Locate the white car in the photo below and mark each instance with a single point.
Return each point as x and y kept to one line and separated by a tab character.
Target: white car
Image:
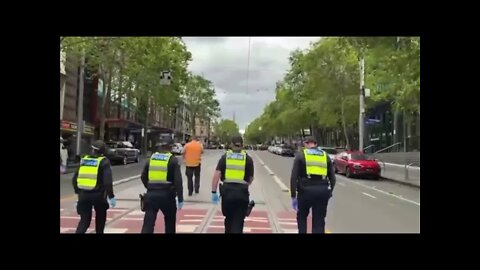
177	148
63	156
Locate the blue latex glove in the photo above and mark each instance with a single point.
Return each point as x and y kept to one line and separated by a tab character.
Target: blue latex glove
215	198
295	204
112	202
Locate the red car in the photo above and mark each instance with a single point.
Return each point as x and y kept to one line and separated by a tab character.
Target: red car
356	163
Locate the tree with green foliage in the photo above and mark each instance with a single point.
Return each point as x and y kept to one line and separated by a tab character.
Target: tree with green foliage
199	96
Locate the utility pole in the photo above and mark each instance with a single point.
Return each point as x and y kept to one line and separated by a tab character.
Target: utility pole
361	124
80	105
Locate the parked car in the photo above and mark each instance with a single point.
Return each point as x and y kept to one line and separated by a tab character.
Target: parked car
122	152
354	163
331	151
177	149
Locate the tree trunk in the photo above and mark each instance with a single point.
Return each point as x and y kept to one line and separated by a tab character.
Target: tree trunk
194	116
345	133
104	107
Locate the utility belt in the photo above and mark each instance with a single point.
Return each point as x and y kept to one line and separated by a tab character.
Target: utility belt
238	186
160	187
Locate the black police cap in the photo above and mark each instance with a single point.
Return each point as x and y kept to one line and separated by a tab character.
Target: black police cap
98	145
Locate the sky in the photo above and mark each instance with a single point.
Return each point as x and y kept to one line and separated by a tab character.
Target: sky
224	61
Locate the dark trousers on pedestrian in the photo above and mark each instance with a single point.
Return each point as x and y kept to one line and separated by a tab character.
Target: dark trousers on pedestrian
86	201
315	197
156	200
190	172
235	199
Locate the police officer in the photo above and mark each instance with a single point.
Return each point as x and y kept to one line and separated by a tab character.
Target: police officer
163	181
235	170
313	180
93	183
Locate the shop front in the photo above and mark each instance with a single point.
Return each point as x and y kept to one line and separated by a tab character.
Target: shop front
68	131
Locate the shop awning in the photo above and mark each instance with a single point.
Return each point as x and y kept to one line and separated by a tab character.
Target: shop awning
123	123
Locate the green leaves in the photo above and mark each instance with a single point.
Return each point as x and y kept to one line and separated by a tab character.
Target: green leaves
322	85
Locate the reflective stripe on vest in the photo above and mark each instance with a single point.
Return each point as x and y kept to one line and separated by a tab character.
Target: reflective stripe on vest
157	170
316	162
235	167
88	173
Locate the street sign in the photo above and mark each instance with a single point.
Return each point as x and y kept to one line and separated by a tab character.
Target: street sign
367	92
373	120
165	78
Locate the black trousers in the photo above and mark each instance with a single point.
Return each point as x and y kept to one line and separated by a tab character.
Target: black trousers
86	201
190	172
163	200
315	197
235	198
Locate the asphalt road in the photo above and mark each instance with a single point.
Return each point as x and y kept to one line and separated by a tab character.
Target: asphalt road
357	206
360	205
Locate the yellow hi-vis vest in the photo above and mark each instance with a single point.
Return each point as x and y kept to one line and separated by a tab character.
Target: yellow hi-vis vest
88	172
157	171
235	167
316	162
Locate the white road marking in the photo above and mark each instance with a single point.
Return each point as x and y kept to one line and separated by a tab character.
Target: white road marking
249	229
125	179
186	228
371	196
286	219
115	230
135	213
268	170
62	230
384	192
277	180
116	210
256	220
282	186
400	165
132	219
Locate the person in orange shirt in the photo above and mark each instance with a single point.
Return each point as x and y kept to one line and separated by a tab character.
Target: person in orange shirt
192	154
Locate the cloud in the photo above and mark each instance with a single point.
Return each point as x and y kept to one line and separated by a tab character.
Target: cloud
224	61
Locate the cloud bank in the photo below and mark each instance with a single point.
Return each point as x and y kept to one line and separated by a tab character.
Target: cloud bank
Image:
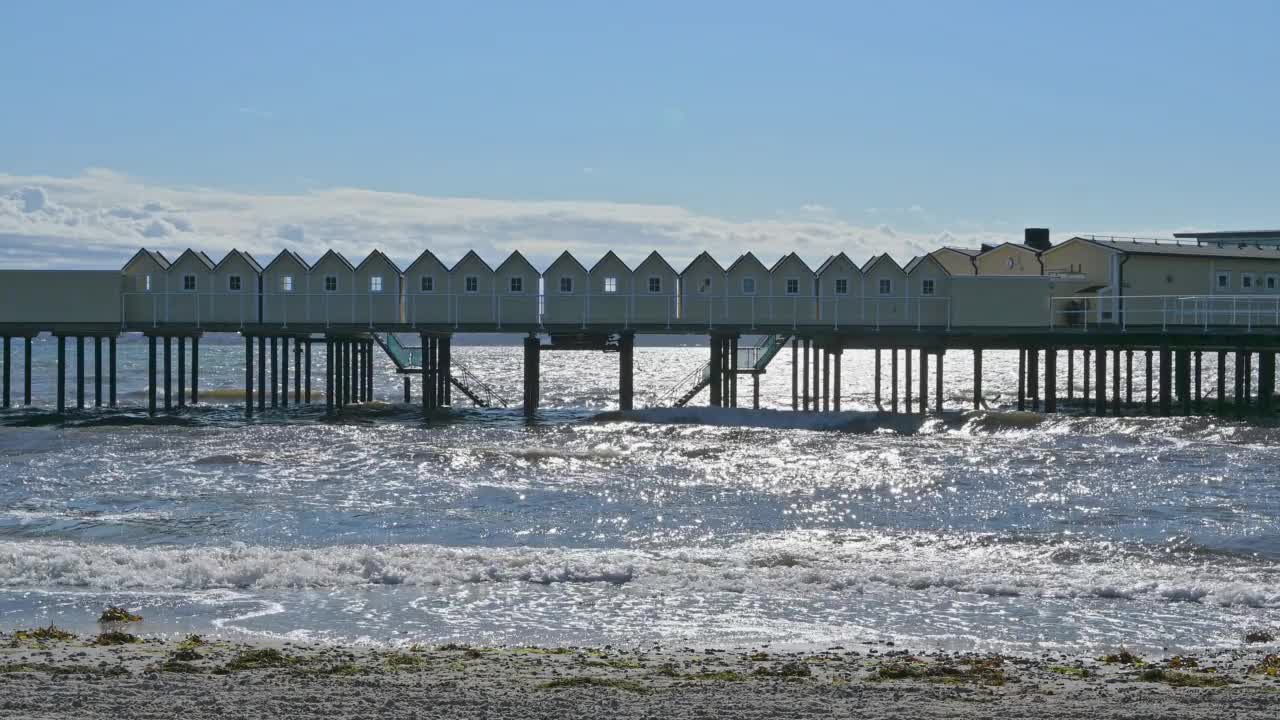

- [Problem statement]
Return all of the entries word for word, but omit the pictures.

- [Exercise answer]
Locate the white car in the photo below and mark each instance with a single point.
Return each point as x and y kept to one line and separated by a tab character.
Target: white car
Image:
177	148
63	156
Locate the blue latex glove in the photo above and mark each instance with a single point.
Return each point as x and y kept to one line and separated by a tab character.
Target: blue latex glove
215	198
295	204
112	202
Locate the red car in the photo above and mark each instance with a single point.
Return each point as x and y kept to one line and separated by a tab character.
Target: red car
356	163
Locate the tree with green foliage in the photo above and mark each instance with a single point.
Return each point as x and y kept to one line and separated by a tab character.
Target: tree with green foliage
199	96
Locate the utility pole in the photo above and mark each instance with a single point.
Return each point as x and y kept to one line and separated by a tab character.
Target: utility pole
361	124
80	105
Locate the parked car in the photo above and mark each instance with a single point.
Return each point as x and y kept to one line and separated by a tab character.
Target: parked car
122	152
354	163
331	151
177	149
Locate the tree trunk in the photo above and mark each instance with a single point.
Return each point as x and y kept to one line and separated by a tab character.
Target: tree trunk
194	116
345	133
104	107
Locate the utility belt in the photo above and mark each instance with a single point.
Return each point as x and y kept to one line and separated by a tab character.
Target: utility belt
238	186
160	187
Locate the black police cap in the photo above and mark each instance with a single point.
Return each point as x and y kept to one line and separated by a tab character.
Target: black police cap
98	145
Locate the sky in the photo above and mark each instance with a single point.
Return each point as x and y kept to one line and separated by a tab character.
Target: sky
224	61
Locate the dark trousers on pedestrian in the photo above and mark each instance with a single point.
Return each point as x and y kept to one line and separated by a tab character.
Target: dark trousers on pedestrian
86	201
315	197
156	200
190	172
235	199
Locate the police officer in the photo above and mark each instance with a single point.
Return each point as x and y kept to one line and separated by a tab character.
Target: police officer
163	181
235	170
313	180
93	183
Locate the shop front in the photo above and mark each instance with a single point.
Return each point as x and y kept to one line and separated by a tab character.
Target: shop front
68	131
Locate the shop awning in the photo above and mark each instance with a single point.
Return each point as x and y kept to one line and separated by a tab character.
Target: shop awning
123	123
Locate the green leaves in the photo above and mark each instance with a single point.
Return each point as x and y kept to one line and separated by a tab character.
Target: green leaves
322	85
Locate the reflective stripe on vest in the photo above and mark each instance with a single point.
Return each point as x and y kept to one line and separated by a tab character.
Target: reflective stripe on vest
157	170
316	162
235	167
88	173
Locate the street sign in the photo above and mark each instance with a single point.
Return each point as x and y kept to one line and separated by a tab character.
Target: street sign
367	92
373	120
165	78
Locate the black trousers in the photo above and mark each instance with a single point.
Return each point as x and y kept to one line and separated by a tab character.
Target: black trousers
86	201
190	172
163	200
315	197
235	198
Locate the asphalt road in the photo above and mark each instance with a single point.
Return each point as x and y kept to one line and separated by a tab character.
Target: asphalt road
357	206
360	205
Locate the yellow hi-vis vest in the photo above and mark each instance with a single point.
Return each point as x and y kept to one line and separated by a tab character.
Target: yellow hi-vis vest
88	172
157	171
235	167
316	162
Locate the white road marking in the photo above and mark each instance with a single point.
Return each point as x and y kept to one line and separated by a tab character.
Target: white road marking
249	229
125	179
186	228
371	196
286	219
115	230
135	213
268	170
62	230
384	192
277	180
116	210
256	220
282	186
400	165
132	219
Locate the person in orange shirt in the photo above and mark each instance with a single point.
Return each point as x and y kept to one line and separated by a tab character.
Target: person in orange shirt
192	154
Locate the cloud in the photo above and mark each instance with a single point.
Return each point as x and y kept to one line and separated by a tab character.
Target: cloud
224	61
Locate the cloud bank in the photo below and mark each instance with a single point.
Return each point as x and y kept to one line and separated by a tab character.
Target: cloud bank
Image:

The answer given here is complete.